MATERIAL TO PROCESS.
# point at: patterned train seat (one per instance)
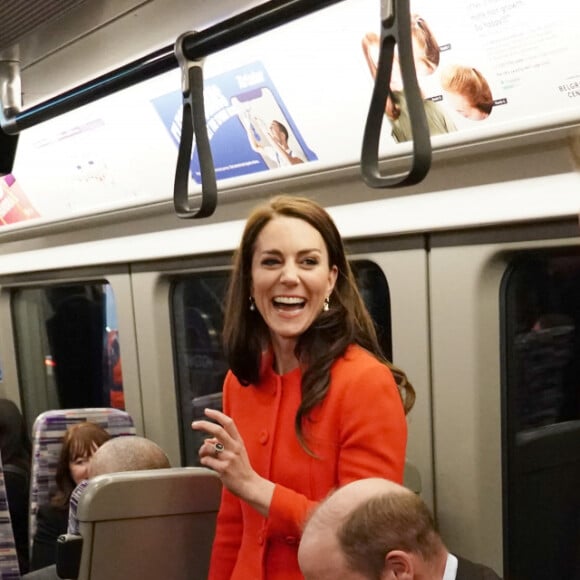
(47, 435)
(9, 569)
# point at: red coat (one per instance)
(358, 431)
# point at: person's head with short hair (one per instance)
(371, 529)
(127, 453)
(468, 91)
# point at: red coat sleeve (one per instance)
(229, 526)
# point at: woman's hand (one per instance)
(224, 452)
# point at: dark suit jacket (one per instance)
(467, 570)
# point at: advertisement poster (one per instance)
(14, 204)
(296, 99)
(250, 128)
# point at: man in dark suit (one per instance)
(374, 529)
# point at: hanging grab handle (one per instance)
(193, 125)
(396, 29)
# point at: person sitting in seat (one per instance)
(375, 529)
(79, 443)
(124, 453)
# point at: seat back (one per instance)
(47, 435)
(9, 569)
(149, 524)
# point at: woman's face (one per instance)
(464, 107)
(78, 468)
(291, 276)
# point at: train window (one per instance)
(541, 413)
(197, 320)
(68, 350)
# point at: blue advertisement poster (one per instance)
(250, 129)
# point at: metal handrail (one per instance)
(396, 30)
(223, 35)
(188, 53)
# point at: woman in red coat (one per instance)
(310, 403)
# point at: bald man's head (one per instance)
(357, 526)
(127, 453)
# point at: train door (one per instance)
(68, 342)
(504, 323)
(403, 265)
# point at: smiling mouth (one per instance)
(288, 302)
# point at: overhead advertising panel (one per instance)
(295, 100)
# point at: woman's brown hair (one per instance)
(347, 321)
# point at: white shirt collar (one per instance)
(450, 568)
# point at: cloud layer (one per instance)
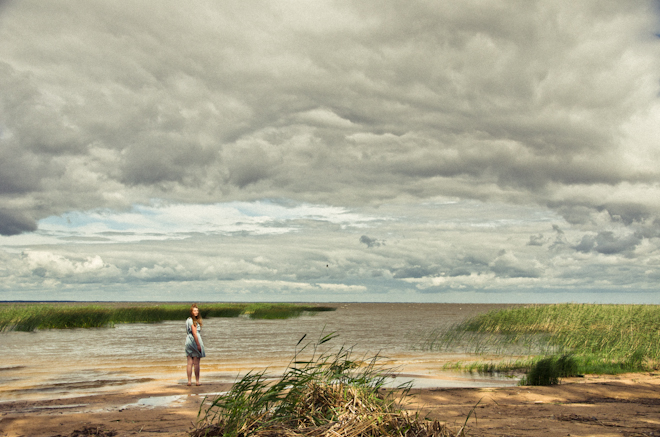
(550, 106)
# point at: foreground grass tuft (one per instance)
(326, 395)
(30, 317)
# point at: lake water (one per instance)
(64, 363)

YOUR ASSIGNMENT. Only the entries themselves should be output, word for word, with all pictures omitted.

ANSWER TO THE EXERCISE.
# point at: patterned train seat (one per instance)
(47, 435)
(9, 569)
# point at: red coat (one per instance)
(358, 431)
# point at: person's head with short hair (one per instance)
(371, 529)
(127, 453)
(468, 91)
# point at: red coat sleeve (one per instance)
(229, 526)
# point at: woman's hand (one per instance)
(224, 452)
# point at: dark suit jacket (one per instance)
(467, 570)
# point at: advertisement poster (one per instance)
(14, 204)
(296, 99)
(250, 128)
# point at: man in dark suit (one per instance)
(374, 529)
# point at: hanging grab handle (one per instance)
(193, 125)
(396, 29)
# point at: person sitting in seat (one per instance)
(375, 529)
(79, 443)
(124, 453)
# point at: seat back (one per instance)
(47, 435)
(9, 569)
(149, 524)
# point at: woman's face (one per instance)
(464, 107)
(78, 468)
(291, 276)
# point at: train window (one per instance)
(541, 413)
(197, 320)
(68, 350)
# point at: blue advertisement poster (one per instance)
(250, 129)
# point at: metal handrail (one per instance)
(396, 30)
(223, 35)
(188, 53)
# point at: woman in red coat (one per instance)
(310, 403)
# point at: bald man's head (one per instance)
(357, 526)
(127, 453)
# point at: train door (one per instance)
(68, 342)
(504, 323)
(403, 265)
# point at: smiling mouth (one per instance)
(288, 302)
# point at: overhead advertising panel (one per instance)
(295, 100)
# point at: woman's brown hair (one per instance)
(347, 321)
# point at: white shirt collar (one per instance)
(450, 568)
# point at: cloud layer (one per instance)
(550, 106)
# point at: foreground grass tuft (one per instance)
(326, 395)
(30, 317)
# point at: lake water (one per instance)
(64, 363)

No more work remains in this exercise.